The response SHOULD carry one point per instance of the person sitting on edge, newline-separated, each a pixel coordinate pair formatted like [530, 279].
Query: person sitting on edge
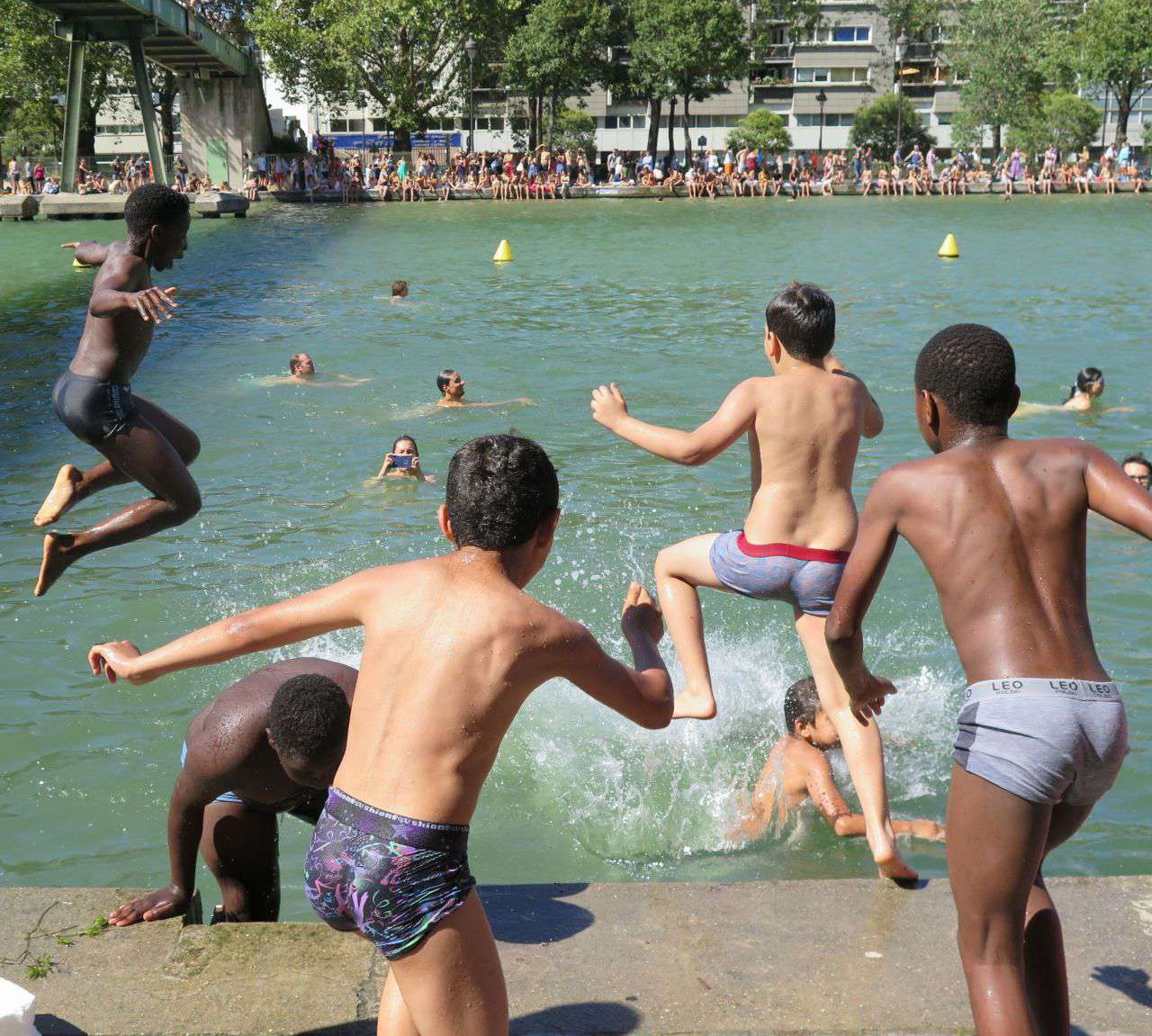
[797, 769]
[805, 427]
[1138, 468]
[453, 646]
[94, 397]
[1000, 525]
[452, 392]
[268, 744]
[403, 461]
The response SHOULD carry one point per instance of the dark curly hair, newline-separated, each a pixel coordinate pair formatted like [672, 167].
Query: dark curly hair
[972, 369]
[500, 490]
[153, 204]
[308, 716]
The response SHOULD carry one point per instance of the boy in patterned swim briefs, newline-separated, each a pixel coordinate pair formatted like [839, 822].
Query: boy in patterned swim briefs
[1000, 526]
[803, 427]
[453, 646]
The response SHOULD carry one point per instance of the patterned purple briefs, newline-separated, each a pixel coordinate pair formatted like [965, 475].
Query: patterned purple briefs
[390, 877]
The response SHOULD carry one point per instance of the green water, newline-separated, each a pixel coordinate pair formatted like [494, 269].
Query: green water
[666, 297]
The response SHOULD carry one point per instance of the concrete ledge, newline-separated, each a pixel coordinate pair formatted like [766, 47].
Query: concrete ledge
[763, 958]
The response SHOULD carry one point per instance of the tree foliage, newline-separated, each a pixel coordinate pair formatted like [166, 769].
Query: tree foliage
[760, 131]
[876, 123]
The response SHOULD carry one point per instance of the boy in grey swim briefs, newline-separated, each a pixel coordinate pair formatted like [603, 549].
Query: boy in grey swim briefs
[803, 427]
[1000, 526]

* YOUR TASK
Print the listing again exactly as it appears, except for the pictures, which stay out.

* WORKED SOLUTION
The response SHOULD carry one point per instance of the person sitting on edge, newline-separated, each a pixel coordinate pair formatted like [530, 279].
Query: person sitting on edge
[797, 769]
[805, 427]
[1138, 468]
[453, 646]
[94, 397]
[1000, 525]
[452, 392]
[268, 744]
[403, 461]
The response SHOULD carry one point per instance of the dark curly hair, newline-separated, each a pixel coordinate pair formatted like [672, 167].
Query: dark curly hair
[972, 369]
[500, 490]
[153, 204]
[308, 716]
The response SHOULD carry one point per instance of the boy in patterned swim briefs, newline-separated, each a pixel coordinate pair formatted like [839, 822].
Query: boy in patterned swim briefs
[1000, 526]
[803, 427]
[453, 646]
The response SHOULD carry one point per instance of the patterned purple briefs, newline-separated, each a pixel coordinate pair formatted like [965, 475].
Query: patterned purple briefs
[390, 877]
The response SHOULD carry one point per instance of the green water, newline-separated, each a pixel coordinate pair formatted like [494, 269].
Query: green water
[666, 297]
The response SHOULD carry one point per instance of the concrete ledge, newline-separated, each a pixel coordinate pair formatted like [766, 47].
Query: concrete ledge
[763, 958]
The response SHOULD carry one point per instance of the tree foliage, newline-separated, each a pixel coordinate pair formatted like [166, 769].
Query: tree foliage
[760, 131]
[876, 123]
The response SHOULD carry one point per instance of the boy in grey swim briefs, newline-separated, each a pixel coordinate pair formatted like [603, 549].
Query: boy in grey swim briefs
[803, 427]
[1000, 526]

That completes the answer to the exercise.